▶ **WORK ORDER**:
Search the listing for the string "bird" and copy every line that contains it.
=== Begin Enclosure ===
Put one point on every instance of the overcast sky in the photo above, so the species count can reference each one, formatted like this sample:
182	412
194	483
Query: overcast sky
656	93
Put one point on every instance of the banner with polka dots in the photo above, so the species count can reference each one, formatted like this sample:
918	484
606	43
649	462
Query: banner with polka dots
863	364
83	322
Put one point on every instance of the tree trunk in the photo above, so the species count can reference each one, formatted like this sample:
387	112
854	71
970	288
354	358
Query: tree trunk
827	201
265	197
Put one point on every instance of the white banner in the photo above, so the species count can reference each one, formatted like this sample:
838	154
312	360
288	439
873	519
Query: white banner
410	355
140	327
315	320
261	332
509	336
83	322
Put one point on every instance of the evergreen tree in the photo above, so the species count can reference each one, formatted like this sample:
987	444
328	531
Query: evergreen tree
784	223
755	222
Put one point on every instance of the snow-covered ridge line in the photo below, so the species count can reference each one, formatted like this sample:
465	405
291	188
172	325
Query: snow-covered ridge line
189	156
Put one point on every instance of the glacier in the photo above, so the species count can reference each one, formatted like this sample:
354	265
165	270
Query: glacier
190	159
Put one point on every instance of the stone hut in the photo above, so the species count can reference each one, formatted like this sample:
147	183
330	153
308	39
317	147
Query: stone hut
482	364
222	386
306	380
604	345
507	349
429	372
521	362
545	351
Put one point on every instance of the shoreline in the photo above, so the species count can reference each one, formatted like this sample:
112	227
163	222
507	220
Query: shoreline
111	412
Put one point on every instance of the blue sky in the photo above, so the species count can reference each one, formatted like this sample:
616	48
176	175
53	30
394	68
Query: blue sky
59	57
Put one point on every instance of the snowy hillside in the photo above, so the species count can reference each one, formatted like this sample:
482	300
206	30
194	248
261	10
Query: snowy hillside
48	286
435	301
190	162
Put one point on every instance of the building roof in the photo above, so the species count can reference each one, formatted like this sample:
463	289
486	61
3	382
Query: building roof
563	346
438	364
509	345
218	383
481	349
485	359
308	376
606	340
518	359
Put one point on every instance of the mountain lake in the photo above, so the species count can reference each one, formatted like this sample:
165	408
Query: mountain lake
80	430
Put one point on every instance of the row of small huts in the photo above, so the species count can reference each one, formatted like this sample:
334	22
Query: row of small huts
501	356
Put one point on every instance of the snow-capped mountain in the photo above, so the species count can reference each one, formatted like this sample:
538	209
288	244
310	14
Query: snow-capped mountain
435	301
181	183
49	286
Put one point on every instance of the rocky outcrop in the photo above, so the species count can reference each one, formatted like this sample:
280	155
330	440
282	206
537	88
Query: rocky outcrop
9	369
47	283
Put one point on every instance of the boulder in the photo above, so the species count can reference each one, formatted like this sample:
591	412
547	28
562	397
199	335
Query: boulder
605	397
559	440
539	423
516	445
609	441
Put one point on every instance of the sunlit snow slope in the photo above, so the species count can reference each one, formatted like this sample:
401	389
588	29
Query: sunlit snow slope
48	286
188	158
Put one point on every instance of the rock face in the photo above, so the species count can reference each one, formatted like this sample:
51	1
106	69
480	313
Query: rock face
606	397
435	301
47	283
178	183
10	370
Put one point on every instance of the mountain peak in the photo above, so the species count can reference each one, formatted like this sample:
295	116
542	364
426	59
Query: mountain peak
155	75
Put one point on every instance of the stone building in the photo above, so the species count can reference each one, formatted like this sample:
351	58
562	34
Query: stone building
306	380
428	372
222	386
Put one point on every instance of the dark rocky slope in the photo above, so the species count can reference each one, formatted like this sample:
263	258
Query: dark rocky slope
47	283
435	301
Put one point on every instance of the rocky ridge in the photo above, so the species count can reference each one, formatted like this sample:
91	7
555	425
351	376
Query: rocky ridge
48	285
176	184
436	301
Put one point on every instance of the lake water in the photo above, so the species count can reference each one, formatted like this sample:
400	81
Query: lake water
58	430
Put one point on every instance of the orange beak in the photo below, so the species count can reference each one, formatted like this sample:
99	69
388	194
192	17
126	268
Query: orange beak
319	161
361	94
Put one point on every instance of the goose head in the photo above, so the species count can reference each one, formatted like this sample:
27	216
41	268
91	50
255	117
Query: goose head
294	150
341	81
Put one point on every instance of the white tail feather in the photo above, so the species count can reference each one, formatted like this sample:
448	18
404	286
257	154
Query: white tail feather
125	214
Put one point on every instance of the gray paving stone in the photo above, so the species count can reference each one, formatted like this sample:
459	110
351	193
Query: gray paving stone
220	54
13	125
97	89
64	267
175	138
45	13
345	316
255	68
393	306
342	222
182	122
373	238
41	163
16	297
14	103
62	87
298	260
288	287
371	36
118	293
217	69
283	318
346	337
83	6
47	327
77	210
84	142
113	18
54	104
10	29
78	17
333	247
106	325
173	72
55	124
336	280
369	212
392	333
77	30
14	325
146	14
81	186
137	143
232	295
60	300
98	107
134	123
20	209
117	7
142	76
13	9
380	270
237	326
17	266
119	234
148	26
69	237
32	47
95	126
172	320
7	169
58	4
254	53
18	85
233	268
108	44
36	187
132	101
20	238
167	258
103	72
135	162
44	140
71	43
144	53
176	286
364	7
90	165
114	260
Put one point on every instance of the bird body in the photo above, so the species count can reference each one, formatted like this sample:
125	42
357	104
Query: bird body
=== End Enclosure ===
▶ **RESPONSE BOX**:
Put one point on every instance of the bird body in the photo above, so the species count can reference each one, formatted like this sample:
Query: bird body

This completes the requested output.